• [TUGAS A]:
Sunting teks tentang KAMMI di bawah: tulis ulang semua bagian dari "Kelahirannya bukanlah sebuah" sampai "kristalisasi bentuk gerakan.", dengan "katalisator" diganti menjadi "pemicu".
• [TUGAS B]:
Berdasarkan teks tentang KAMMI, mengapa tidak berlebihan jika kelahiran KAMMI disebut manifestasi perubahan?

• [TEKS SUMBER]:
+-------+
Pemimpin Muda

Pemimpin Muda

KAMMI, Realitas, idealisme, dan fleksibilitas

on Selasa, 12 Mei 2009

(disampaikan sebagai pemantik diskusi Lokus Kader Siyasi KAMMI Kom. Sholahudin Al Ayyubi, Masjid Nurul Amal, 11 Februari 2009)

KAMMI sebagai sebuah realitas, setidaknya bisa dilihat dari tiga aspek; KAMMI sebagai realitas sejarah, KAMMI sebagai realitas ideology, dan KAMMI sebagai realitas gerakan.

Pertama, KAMMI sebagai realitas sejarah. Keberadaannya di tengah-tengah kehidupan adalah sebuah keniscayaan dan kebutuhan sejarah. Tepatnya tanggal 29 Maret 1998, bangsa ini mengabadikan sebuah peristiwa besar dalam catatan sejarahnya. Anak-anak muda dengan semangat perubahan dan didasari orientasi yang lurus mengkonsolidasikan dirinya dalam sebuah wadah perjuangan permanent, Kesatuan Aksi Mahasiswa Muslim Indonesia (KAMMI).


Di awal berdirinya banyak pengamat bertanya-tanya, “Bagaimana bisa gerakan mahasiswa yang baru berdiri satu bulan mampu mengkonsolidasikan 20.000 massa dalam aksi reformasi?”. Maka tidaklah berlebihan kalau dikatakan bahwa kelahiran KAMMI adalah manifestasi perubahan, baik dalam konteks perbaikan negara, masyarakat, bahkan lebih dari itu menuju Islam rahmatan lil ’alamin.

Kelahirannya bukanlah sebuah euphoria semata. Bukan pula sekedar antitesis dari ’kejahiliahan’ bangsa. Lebih dari itu kelahirannya memiliki orientasi pembebasan peradaban atau lebih spesifik perbaikan negara dan masyarakat di segala levelnya. Meskipun tidak dipungkiri, bahwa situasi social politik saat itu menjadi katalisator dalam kristalisasi bentuk gerakan.
+-------+
• [CUPLIKAN DATA]:
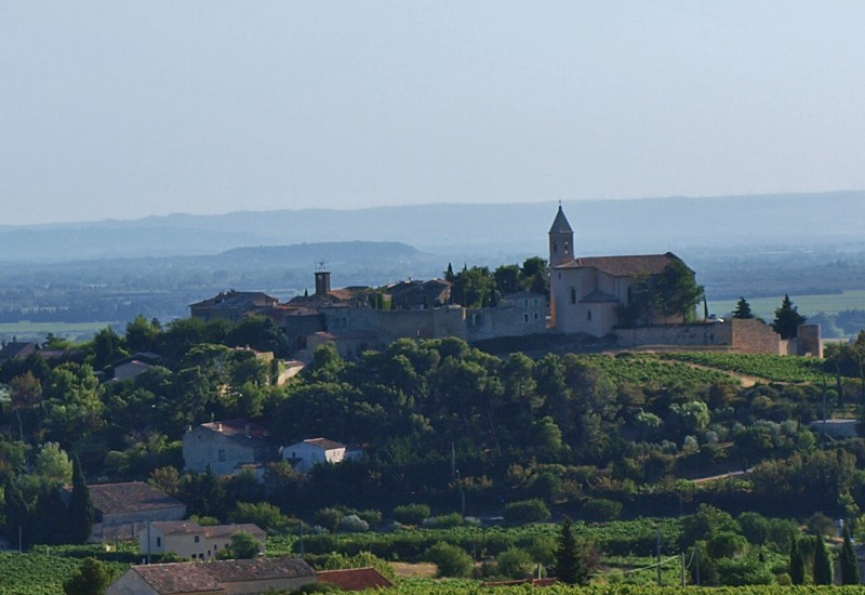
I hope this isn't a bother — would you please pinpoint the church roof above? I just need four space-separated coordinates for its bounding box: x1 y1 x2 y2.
555 252 681 277
550 205 574 233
+-------+
• [HASIL YANG DIHARAPKAN A]:
Kelahirannya bukanlah sebuah euphoria semata. Bukan pula sekedar antitesis dari ’kejahiliahan’ bangsa. Lebih dari itu kelahirannya memiliki orientasi pembebasan peradaban atau lebih spesifik perbaikan negara dan masyarakat di segala levelnya. Meskipun tidak dipungkiri, bahwa situasi social politik saat itu menjadi pemicu dalam kristalisasi bentuk gerakan.

• [HASIL YANG DIHARAPKAN B]:
Gerakan mahasiswa yang baru berdiri satu bulan itu mampu mengkonsolidasikan 20.000 massa dalam aksi reformasi. Hal ini membuat banyak pengamat bertanya-tanya.